*Problem to solve:* Reproduce the data, keeping every word exactly as it is.

*Recorded data:*
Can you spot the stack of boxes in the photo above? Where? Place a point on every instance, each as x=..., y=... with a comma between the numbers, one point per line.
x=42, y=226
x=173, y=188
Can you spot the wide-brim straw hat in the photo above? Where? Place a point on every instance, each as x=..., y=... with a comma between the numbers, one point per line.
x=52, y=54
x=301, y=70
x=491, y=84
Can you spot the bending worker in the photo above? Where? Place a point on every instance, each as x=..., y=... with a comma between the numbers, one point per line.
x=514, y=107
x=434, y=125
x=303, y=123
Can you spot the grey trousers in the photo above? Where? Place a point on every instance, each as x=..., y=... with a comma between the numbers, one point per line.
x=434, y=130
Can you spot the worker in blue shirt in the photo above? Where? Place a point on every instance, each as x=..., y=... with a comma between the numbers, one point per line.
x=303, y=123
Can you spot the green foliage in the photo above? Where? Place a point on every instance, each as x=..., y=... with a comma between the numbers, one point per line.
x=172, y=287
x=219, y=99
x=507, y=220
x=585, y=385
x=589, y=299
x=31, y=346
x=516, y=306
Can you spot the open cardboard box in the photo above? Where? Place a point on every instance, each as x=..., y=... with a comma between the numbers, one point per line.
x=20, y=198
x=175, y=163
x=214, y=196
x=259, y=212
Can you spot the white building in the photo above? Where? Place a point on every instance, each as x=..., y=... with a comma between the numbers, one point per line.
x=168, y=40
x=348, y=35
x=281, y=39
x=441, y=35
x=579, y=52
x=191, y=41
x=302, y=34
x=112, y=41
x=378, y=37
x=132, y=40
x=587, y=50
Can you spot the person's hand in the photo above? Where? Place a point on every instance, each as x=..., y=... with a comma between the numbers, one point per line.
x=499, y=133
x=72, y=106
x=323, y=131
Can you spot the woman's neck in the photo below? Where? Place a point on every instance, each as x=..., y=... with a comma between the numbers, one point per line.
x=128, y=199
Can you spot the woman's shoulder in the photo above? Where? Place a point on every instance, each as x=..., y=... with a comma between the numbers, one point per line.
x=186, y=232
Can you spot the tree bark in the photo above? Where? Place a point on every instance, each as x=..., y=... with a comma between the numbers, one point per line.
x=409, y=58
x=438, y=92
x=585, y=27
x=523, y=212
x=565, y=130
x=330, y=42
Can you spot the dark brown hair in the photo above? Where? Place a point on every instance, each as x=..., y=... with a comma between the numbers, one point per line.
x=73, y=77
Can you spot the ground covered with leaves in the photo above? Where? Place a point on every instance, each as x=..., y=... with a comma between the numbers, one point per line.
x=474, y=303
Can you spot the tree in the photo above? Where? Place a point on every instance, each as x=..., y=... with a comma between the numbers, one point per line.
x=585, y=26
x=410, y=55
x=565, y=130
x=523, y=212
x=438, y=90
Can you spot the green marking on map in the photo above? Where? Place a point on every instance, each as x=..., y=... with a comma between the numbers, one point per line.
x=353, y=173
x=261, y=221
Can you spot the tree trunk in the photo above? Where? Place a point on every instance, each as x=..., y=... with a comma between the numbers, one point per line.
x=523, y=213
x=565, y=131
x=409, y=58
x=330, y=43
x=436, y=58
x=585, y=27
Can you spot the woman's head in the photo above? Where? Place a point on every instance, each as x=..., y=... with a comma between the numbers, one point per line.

*Your response:*
Can you spot the stack of boxes in the photo above? Where? Place a point on every instance, each as x=..., y=... with a comma between the numbers, one point per line.
x=42, y=226
x=173, y=188
Can you spot the wide-brim straw hat in the photo above? Where? Place a point on every instance, each as x=..., y=... with a comma between the numbers, one point per line.
x=52, y=54
x=301, y=70
x=491, y=84
Can you spot the bending worker in the photo above? Where? Place a point on every instance, each as x=..., y=... with a comma between the numbers, one point per line.
x=514, y=107
x=434, y=125
x=303, y=123
Can you spot the grey trousers in the photo above? Where? Place a point on every instance, each as x=..., y=... with a comma between the numbers, one point per line.
x=434, y=130
Can you spot the worker in blue shirt in the photo above? Where? Place a point on every instance, each as x=..., y=... with a comma between the numbers, one point per line.
x=303, y=123
Can you spot the green foliage in the photo above? Where? Place a point on every instance, each as x=..., y=... with a comma between the numbers, one point per line.
x=172, y=287
x=219, y=99
x=507, y=220
x=585, y=385
x=589, y=299
x=31, y=346
x=516, y=306
Can you spot the open cardboard box in the photo above? Where? Place a point on every instance, each as x=..., y=... with a comma between the numbers, one point per line.
x=20, y=198
x=175, y=163
x=214, y=196
x=259, y=212
Can you spot the white building in the photo above? Where? Place a point on every instance, each as x=..., y=... with a comma between the numbers, one point per line.
x=168, y=40
x=348, y=35
x=281, y=39
x=441, y=35
x=579, y=52
x=191, y=41
x=302, y=34
x=112, y=41
x=378, y=37
x=132, y=40
x=587, y=50
Can you spot the person's hand in the photo above? Where? Place a point on every instance, each as x=..., y=... with a comma between the numbers, one point per line.
x=499, y=133
x=72, y=106
x=323, y=131
Can you spot the woman's neck in the photo below? Where? Place a point on every instance, each as x=..., y=... with a comma between the numbers, one point per line.
x=128, y=199
Can you spot the woman's shoulder in the photo above? Where? Place a point on every instance, each as x=..., y=... with a comma between the numbers, one point per line.
x=186, y=232
Can you spot the tree bark in the photo above? Where? Place a point on every instance, each as x=..., y=... with a comma between the numbers, one point per line.
x=409, y=58
x=438, y=92
x=585, y=27
x=523, y=212
x=565, y=130
x=330, y=42
Can you spot the dark brown hair in the photo above? Where? Place a point on every instance, each as x=..., y=... with a comma between the numbers, one point per line.
x=73, y=77
Can you spot the ground covered with leaves in the photo above? Where? Place a point on every instance, each as x=..., y=... with a comma between the numbers, one point per line.
x=474, y=303
Can you spot the tree in the photo above? Where? Place a point on every instance, each as x=..., y=... with a comma between the numbers, one point per line.
x=585, y=26
x=410, y=55
x=565, y=130
x=523, y=212
x=438, y=90
Can you spot the green marking on map in the photo above? Where? Place a point on every instance, each as x=..., y=... with a comma between the numbers, one point per line.
x=353, y=173
x=261, y=221
Can you spot the tree trunk in the photo above? Where? Place a point on every instance, each as x=..., y=... with a comma between the numbers, one point per line.
x=523, y=213
x=565, y=131
x=409, y=58
x=330, y=43
x=436, y=58
x=585, y=27
Can you spot the woman's head in the photo above? Where? Place a point on every instance, each as x=..., y=... with a comma between the numbers, one point per line.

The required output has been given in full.